### Vos tâches:
1/ Traduisez en anglais, s'il vous plaît, cette phrase du texte présenté : « Sur le fond, les demandes afférentes à une requalification d’apprentissage en contrat de travail à durée indéterminée ne peuvent prospérer. »
2/ Recopiez le passage du texte présenté qui commence aux mots "En l’occurrence, la" et s'arrête après "des dispositions légales.", en substituant "la juridiction" à "la cour".

### Texte présenté:

En l’occurrence, la cour ne peut que constater que plusieurs attestations, produites par Madame [S], émanent de membres de sa famille (à savoir Monsieur [N] [S] et Madame [J] [S], qui sont ses parents), ou de proches (Monsieur [W], Madame [G], se décrivant l’un et l’autre comme ses amis). Parallèlement, l’attestation de Mademoiselle [L] opérée durant la minorité de cette attestante n’est pas valablement émise en application des articles 201 et 205 du code de procédure civile. Ces attestations, sans être formellement écartées (la demande sur ce point de la S.A.S. Casa di Fiori, n’étant pas accueillie) ne seront pas prises en compte par la cour, faute, pour les premières de certitude sur l’impartialité desdits attestants compte tenu de leur lien de proximité, familiale ou amicale, avec Madame [S], et pour la dernière, émanant de Madame [L], de respect des dispositions légales.

Sur le fond, les demandes afférentes à une requalification d’apprentissage en contrat de travail à durée indéterminée ne peuvent prospérer. En effet, au regard des éléments utilement soumis à son appréciation, la cour ne dispose pas des pièces lui permettant de conclure que l’employeur a violé son obligation de formation et opéré un détournement du contrat d’apprentissage de son objet afin de pourvoir un emploi lié à l’activité normale et permanente de l’entreprise. Les absences de Madame [S] à sa formation théorique pouvant être rattachées de manière certaine à son employeur sont susceptibles d’entrer dans le cadre des tolérances admises en ce domaine par le centre de formation, tandis que dans le même temps, il n’est pas mis en évidence que les tâches confiées à cette apprentie aient excédé celles du référentiel de formation, ni encore qu’elles aient excédé le degré d’autonomie progressivement acquis par l’apprentie dans le cadre de sa formation et aient correspondu à des tâches de nature salariale avec le degré habituel d’autonomie qui s’y rattache.

Relevés de cadres étiquetés
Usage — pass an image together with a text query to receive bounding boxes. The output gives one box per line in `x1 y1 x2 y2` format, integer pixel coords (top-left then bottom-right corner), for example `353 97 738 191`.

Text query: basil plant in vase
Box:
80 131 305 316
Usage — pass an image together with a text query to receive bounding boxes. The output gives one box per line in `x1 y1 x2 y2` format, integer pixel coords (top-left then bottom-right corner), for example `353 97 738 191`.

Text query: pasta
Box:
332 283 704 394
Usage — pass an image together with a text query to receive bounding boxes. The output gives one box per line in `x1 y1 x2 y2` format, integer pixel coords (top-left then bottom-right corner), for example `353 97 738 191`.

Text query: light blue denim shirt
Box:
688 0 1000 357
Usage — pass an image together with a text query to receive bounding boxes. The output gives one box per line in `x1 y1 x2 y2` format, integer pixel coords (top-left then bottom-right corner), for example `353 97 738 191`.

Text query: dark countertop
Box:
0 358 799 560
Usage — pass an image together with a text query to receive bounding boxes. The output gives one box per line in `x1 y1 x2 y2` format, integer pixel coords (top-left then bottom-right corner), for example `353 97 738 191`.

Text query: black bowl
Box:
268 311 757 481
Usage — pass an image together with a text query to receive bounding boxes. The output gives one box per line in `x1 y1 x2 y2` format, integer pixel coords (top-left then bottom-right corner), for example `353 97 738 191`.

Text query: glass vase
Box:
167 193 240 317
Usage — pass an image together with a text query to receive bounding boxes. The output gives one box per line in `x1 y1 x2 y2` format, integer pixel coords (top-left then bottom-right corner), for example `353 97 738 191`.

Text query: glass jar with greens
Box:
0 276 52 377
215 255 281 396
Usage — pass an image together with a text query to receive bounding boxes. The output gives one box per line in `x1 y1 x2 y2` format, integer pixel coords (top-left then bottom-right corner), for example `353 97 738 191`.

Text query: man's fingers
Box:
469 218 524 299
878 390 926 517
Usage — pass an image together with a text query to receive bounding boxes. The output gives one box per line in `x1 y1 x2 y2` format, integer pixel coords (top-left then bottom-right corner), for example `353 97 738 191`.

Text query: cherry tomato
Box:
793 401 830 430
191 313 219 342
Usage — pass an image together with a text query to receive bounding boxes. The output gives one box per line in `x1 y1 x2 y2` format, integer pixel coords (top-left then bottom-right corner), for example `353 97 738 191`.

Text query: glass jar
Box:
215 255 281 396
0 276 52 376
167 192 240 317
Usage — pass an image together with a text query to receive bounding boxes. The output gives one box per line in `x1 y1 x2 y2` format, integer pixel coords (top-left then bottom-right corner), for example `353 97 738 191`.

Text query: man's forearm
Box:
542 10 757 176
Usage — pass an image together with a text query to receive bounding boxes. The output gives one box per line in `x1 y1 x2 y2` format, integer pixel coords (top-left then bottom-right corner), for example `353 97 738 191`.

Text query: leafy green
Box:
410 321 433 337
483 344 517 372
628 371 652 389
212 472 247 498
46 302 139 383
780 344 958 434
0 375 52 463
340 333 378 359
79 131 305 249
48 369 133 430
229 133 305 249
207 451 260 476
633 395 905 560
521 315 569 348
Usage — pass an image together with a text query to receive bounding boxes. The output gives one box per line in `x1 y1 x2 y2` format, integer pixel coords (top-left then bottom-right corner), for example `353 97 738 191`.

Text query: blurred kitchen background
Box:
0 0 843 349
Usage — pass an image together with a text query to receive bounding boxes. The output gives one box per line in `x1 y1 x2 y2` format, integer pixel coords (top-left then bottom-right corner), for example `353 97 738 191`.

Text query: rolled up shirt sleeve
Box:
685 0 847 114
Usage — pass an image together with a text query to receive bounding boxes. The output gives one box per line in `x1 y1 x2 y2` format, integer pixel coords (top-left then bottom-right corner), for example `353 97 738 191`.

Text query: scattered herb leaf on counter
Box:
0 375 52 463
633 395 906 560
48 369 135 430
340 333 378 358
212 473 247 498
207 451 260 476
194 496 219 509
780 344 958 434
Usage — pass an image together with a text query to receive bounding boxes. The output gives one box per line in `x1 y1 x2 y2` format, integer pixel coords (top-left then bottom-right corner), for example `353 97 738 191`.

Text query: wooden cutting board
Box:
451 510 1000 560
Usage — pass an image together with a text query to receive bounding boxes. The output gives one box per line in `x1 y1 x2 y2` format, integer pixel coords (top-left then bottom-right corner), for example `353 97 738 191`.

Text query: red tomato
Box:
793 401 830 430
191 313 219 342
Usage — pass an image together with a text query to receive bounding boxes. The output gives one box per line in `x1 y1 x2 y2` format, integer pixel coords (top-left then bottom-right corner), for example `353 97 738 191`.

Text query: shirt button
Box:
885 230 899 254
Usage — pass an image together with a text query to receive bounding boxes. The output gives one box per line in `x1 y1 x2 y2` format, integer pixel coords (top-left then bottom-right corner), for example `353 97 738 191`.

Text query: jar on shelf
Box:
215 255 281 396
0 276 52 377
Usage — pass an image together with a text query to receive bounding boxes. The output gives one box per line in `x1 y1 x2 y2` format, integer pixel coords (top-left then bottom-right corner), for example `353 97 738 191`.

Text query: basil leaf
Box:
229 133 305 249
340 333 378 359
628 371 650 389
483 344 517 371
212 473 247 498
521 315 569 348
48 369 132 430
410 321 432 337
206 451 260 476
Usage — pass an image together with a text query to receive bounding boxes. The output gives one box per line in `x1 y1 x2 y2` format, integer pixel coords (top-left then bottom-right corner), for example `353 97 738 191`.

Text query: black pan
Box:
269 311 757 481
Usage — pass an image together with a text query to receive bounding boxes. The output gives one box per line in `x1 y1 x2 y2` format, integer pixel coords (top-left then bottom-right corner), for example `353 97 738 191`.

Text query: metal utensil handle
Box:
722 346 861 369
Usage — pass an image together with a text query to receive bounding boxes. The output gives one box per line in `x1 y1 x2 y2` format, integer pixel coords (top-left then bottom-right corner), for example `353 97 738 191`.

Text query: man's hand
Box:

### Réponses:
1/ On the merits, the claims relating to the reclassification of an apprenticeship as an open-ended employment contract cannot succeed.

2/
En l’occurrence, la juridiction ne peut que constater que plusieurs attestations, produites par Madame [S], émanent de membres de sa famille (à savoir Monsieur [N] [S] et Madame [J] [S], qui sont ses parents), ou de proches (Monsieur [W], Madame [G], se décrivant l’un et l’autre comme ses amis). Parallèlement, l’attestation de Mademoiselle [L] opérée durant la minorité de cette attestante n’est pas valablement émise en application des articles 201 et 205 du code de procédure civile. Ces attestations, sans être formellement écartées (la demande sur ce point de la S.A.S. Casa di Fiori, n’étant pas accueillie) ne seront pas prises en compte par la juridiction, faute, pour les premières de certitude sur l’impartialité desdits attestants compte tenu de leur lien de proximité, familiale ou amicale, avec Madame [S], et pour la dernière, émanant de Madame [L], de respect des dispositions légales.